- Gösterilen yazı -
1935 sonrası İspanya için sıkıntıların iyice yükseldiği yıllardır. Ve tabi Katalunya bölgesi de bundan nasibini fazlasıyla alacaktır. 17 Temmuz 1936-1 Nisan 1939 arası'nda patlak veren ve 1975 yılına kadar ayakta kalacak Franco diktatörlüğünü iktidara getiren, İspanya İç Savaşı sırasında, atölye yakılır ve tüm çizimler, maketler ve o ana kadar modelleme anlamında ne yapıldıysa yok edilir.

1940'da diktatörlük, mimar Francesc Quintana'ya tahrip edilen gömüt odalarının restorasyonu ile bugün bize ulaşan çizim ve maketlerin yapılması görevini verir.

14 yıl boyunca Kilisede pek iş yapılamaz.

1954'te dini inançlarına güvenilen 4 mimara: Francesc Quintana, Isidre Puig Boada, Lluís Bonet Garí ve Francesc Cardoner'e işi tamamlamaları için proje teslim edilir. Ve “İnanç Cephesi” (passion façade) nin yapımına başlanır. 1958 yılın Aziz Joseph günü, yenide doğuş cephesindeki, J. Busquets tarafından yapılan “İsa'nın soyu” yontusu tamamlanır. Bu gelişme, çalışmalara büyük bir motivasyon verir.

Projede olmayan ve bugün Gaudi çalışmalarının sergilendiği müze binası, 29 Haziran 1961'de tamamlanır.

1976'da tutku cephesindeki çan kulesi tamamlanır. Ve ağır aksak proje inşaatı sürdürülür.

Ancak 2006 yılında yeni bir tehlike daha gündeme gelir.

Bu tehlike, geçen ay işletmeye açılan AVE'nin yer kabuğunda yaratacağı titreşimler nedeniyle kiliseye zarar verme olasılığıdır. Uzun süren bir dizi tartışma başlar ve bir örgüt kurulur. Birçok mimar ve mühendisin de içinde yer aldığı Patronat de la Sagrada Família adlı bu örgütün verdiği yoğun mücadele sonucunda da İspanya Kültür Bakanlığı'nın devreye girmesi ile AVE güzergahında proje tadilatları yapılır.

Bir anektot:
Ölümünden az önce, Usta'ya, işin bu kadar uzaması konusunda bir serzenişte bulunur kilise yaptırma heyetinden birisi. Dinler onu Usta ve yanıt olarak der ki; “benim patronumun bir acelesi yok...

Evet kilisenin kısa “makus tarihi” bu kadar.
Ben bu yazıyı hazırlarken, daha canlı bir sunum nasıl olabilir diye düşünürken çok hoş bir üç boyutlu sunum buldum bunu da aşağıda sayfaya ekledim. Bu sunum çok güzel 360 derecelik çekimler umarım hoşlanırsınız.

- Yapılacak işler -
1: Sagrada Família yazısının bir bölümünü aynen yaz: "1940'da diktatörlük, mimar" sözlerinin geçtiği yerden başla, "yapılması görevini verir." sözlerinden sonra dur.
2: Sagrada Família yazısını kaldığı yerden sürdür.
Aşağıdaki liste, Sagrada Família yazısından ayrı bir malzemedir.

- Verilen liste -
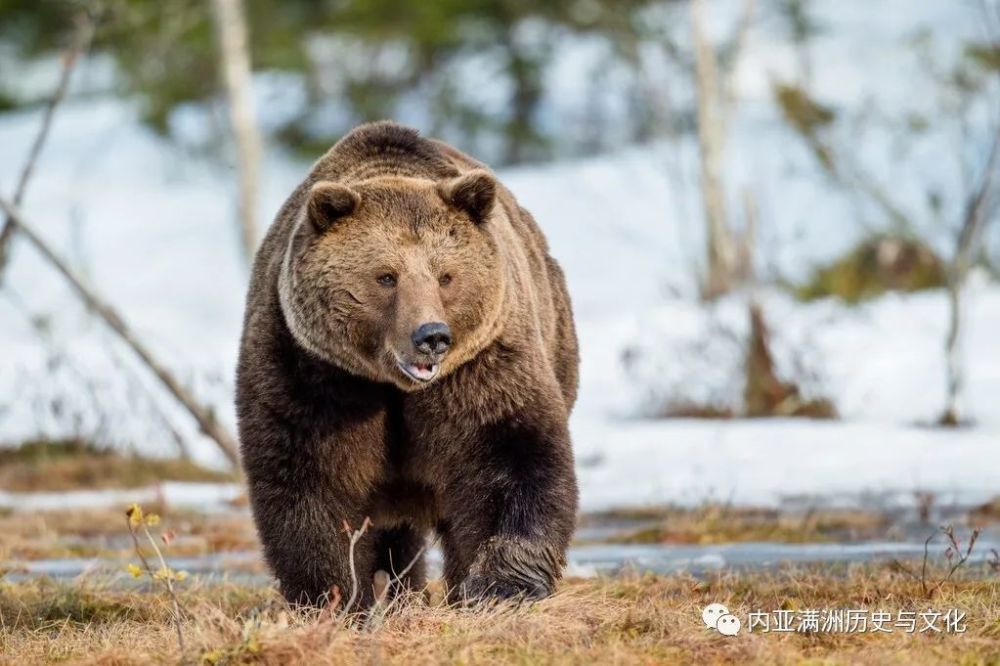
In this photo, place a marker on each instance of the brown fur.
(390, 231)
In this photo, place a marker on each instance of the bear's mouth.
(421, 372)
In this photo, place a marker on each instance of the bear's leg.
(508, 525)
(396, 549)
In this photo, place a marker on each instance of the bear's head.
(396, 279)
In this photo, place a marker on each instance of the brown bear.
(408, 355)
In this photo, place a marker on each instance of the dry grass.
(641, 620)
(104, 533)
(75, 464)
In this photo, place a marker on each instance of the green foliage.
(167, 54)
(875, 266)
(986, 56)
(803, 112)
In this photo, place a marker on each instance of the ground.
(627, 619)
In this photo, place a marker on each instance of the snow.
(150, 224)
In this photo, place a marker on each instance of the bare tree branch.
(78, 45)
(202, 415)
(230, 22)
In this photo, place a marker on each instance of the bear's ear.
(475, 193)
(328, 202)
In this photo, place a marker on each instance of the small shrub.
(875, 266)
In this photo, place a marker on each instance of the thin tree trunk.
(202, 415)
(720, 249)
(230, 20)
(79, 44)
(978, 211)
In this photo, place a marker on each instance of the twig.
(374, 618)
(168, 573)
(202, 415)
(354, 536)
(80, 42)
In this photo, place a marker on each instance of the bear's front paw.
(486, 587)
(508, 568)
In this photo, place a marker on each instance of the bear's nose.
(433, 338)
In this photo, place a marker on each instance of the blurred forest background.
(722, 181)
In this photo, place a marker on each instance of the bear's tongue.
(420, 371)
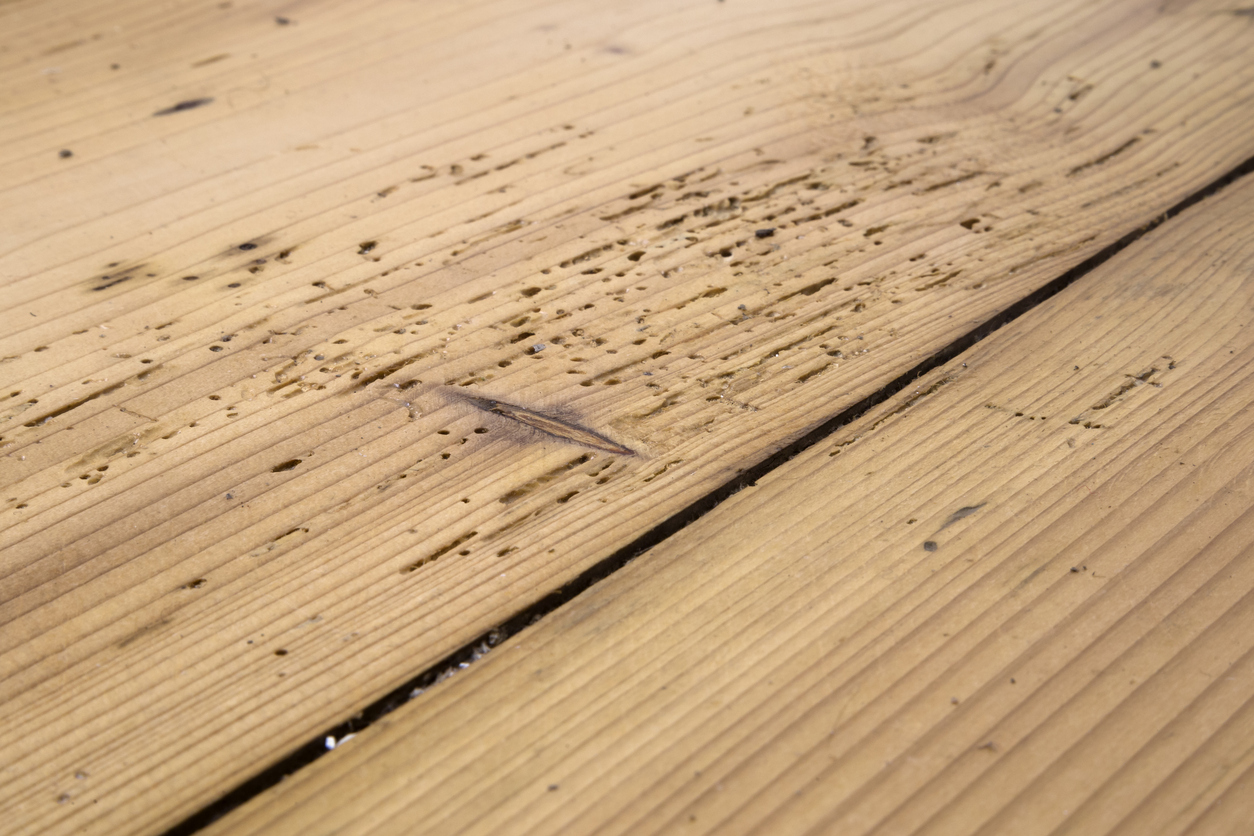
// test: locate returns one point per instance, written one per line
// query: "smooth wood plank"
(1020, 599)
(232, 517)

- Görevlere göre sonuçlar -
1:
1940'da diktatörlük, mimar Francesc Quintana'ya tahrip edilen gömüt odalarının restorasyonu ile bugün bize ulaşan çizim ve maketlerin yapılması görevini verir.

2:
(bu görseli de www.hispanatolia.com sitesinde etkileşimli olarak izleyebilirsiniz. Ayrıca çok başarılı olan 360 derece "küre" görselleri kesinlikle kaçırmamalısınız.)

Evet...
Bina, kütlesi ve plan şeması dışında ele alındığında baştan sona tamamen bir “sembolizmidir”.

Burası önemli. Çünkü Gaudi; “doğa ve dinin diliyle her şey konuşulabilir, her şey geçilebilir ve düşünülebilir” demektedir bu simgeciliği ile. Ve Gaudi'nin bu binasıyla mimarlığı kullanarak; şiir ile, doğa ile veya astronomi ile nasıl da önemli ilişkiler kurulabileceği görülür.

Gaudi, aynen Gotik dini mimarinin kuralını kullanır ve bu binanın, “açık bir dini kitap” olduğunu söyler. Ve doğacı plastik sanat ile modern mimarinin gücünü, dini mimarinin özü ile de akdeniz mimarisinin ruhunu birleştirir Sagrada Familia'da.

Adam okumuş yazmış demeyin lütfen.

Bu önemlidir ki; 126 yıldır, yüzlerce (belki de binlerce) kişi bu binanın bitirilmesi için uğraşmaktadır. Dünyanın her yerinde ve her dinde, bir anda köşe başına “inşa edilmiş” ve bizi karşı kaldırıma püskürten bir dini mimari yüzyılında yaşayan bizler için, önemli bir durumdur Sagrada Familia.

Burada geziye ara vermek ve başlattığım tartışmayı ilerletmek gerekir:
Süleymaniye Camii'ni “muhteşem” kılan ne sultanın lakabı ne de binanın metrik bilgileri değildir örneğin. “O”, Sarayburnu ile başlayan Ayasofya ile devam eden “araziye paralel” çizginin “<ı>büyük ve sakin” bir parçasıdır. İşte bina da o'dur, mimarlık da o'dur.

Okuyucu !... Ne olur burada, mimarın görevini yeniden düşünün. Sanılanın aksine mimar, sadece “hacim” üretmez özetle...

Neyse...
Kubbe ise Gaudi'ye göre; “tapınağın coşkusudur”. 170 metre yüksekliğe erişecek olan en yüksek yerdir orası. Gaudi, İsa'nın dirilişi olarak görür bu kubbeyi.

Doğu cephesi olan İsa'nın yeniden doğuşu cephesidir. Cephe güneş yönünde tasarlanmıştır ve kaplumbağalar, salyangozlar, ördekler, horozlar, baykuşlar, serçeler, Akdeniz bitkilerinden esinlenmiş, yaşama sevincini vurgulayan son derece hareketli taş işçiliği ile bezenmiştir.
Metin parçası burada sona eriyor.